Goal of the exercise.
Please recast the records as a Markdown table with the columns Row and Line, starting with the line containing "the foliage ->" and continuing through the end of the records, with the row number under Row and each line's text under Line. Leave out any blank lines.

◇ ◇ ◇

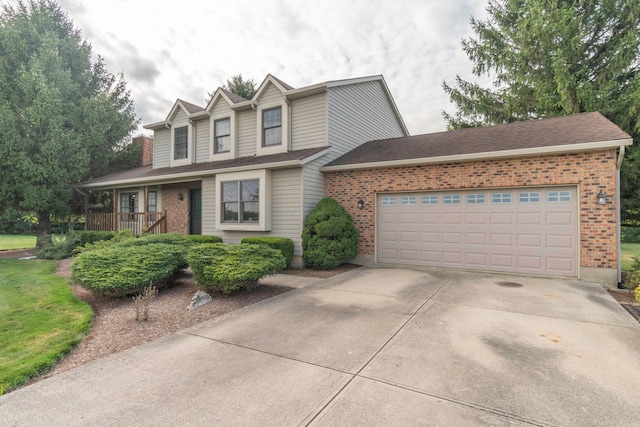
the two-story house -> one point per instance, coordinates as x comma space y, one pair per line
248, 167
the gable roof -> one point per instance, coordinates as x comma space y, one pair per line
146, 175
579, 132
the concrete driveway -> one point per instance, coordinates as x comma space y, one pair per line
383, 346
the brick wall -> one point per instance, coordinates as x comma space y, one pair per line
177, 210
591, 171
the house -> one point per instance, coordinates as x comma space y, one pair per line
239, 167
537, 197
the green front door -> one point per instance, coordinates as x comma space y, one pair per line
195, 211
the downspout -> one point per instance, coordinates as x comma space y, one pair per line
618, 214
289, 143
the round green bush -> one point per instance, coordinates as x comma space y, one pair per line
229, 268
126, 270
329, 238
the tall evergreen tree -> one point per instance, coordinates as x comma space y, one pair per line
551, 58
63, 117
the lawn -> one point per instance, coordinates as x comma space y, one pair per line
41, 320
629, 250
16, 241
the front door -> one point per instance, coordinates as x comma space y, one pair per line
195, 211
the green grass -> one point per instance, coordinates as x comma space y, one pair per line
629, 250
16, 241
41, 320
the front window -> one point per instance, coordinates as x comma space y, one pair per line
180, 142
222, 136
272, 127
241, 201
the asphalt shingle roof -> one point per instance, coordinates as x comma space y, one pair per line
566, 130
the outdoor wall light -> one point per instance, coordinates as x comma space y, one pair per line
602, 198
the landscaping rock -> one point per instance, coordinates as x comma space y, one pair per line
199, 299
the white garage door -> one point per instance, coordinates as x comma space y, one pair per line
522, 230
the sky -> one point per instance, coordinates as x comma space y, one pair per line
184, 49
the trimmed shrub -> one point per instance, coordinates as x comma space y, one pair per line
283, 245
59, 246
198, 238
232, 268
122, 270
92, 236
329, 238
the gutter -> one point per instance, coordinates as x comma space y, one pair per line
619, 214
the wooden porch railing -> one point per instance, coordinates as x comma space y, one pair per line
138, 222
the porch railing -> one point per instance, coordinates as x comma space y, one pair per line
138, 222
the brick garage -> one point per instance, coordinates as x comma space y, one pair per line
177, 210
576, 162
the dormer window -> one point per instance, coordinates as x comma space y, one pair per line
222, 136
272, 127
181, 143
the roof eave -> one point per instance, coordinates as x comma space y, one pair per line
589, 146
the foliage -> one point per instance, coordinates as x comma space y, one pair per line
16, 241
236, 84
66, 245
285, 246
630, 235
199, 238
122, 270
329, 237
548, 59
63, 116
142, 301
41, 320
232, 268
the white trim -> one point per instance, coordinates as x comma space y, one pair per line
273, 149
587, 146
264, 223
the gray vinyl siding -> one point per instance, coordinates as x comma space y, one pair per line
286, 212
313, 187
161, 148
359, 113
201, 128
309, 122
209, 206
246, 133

◇ ◇ ◇

The solution.
| Row | Line |
|---|---|
| 1 | the foliage -> one point per instance, coordinates as x comma space y, one pair per line |
| 2 | 16, 241 |
| 3 | 236, 84 |
| 4 | 66, 245 |
| 5 | 285, 246 |
| 6 | 630, 235 |
| 7 | 199, 238 |
| 8 | 122, 270 |
| 9 | 329, 237 |
| 10 | 548, 59 |
| 11 | 63, 116 |
| 12 | 142, 301 |
| 13 | 41, 320 |
| 14 | 232, 268 |
| 15 | the white trim -> one point per instance, coordinates as x comma space y, one pair per line |
| 16 | 273, 149 |
| 17 | 587, 146 |
| 18 | 264, 223 |
| 19 | the gray vinyl siding -> one point per instance, coordinates as x comma space y, one pair per line |
| 20 | 286, 212 |
| 21 | 313, 187 |
| 22 | 161, 148 |
| 23 | 359, 113 |
| 24 | 201, 128 |
| 25 | 309, 122 |
| 26 | 209, 206 |
| 27 | 246, 133 |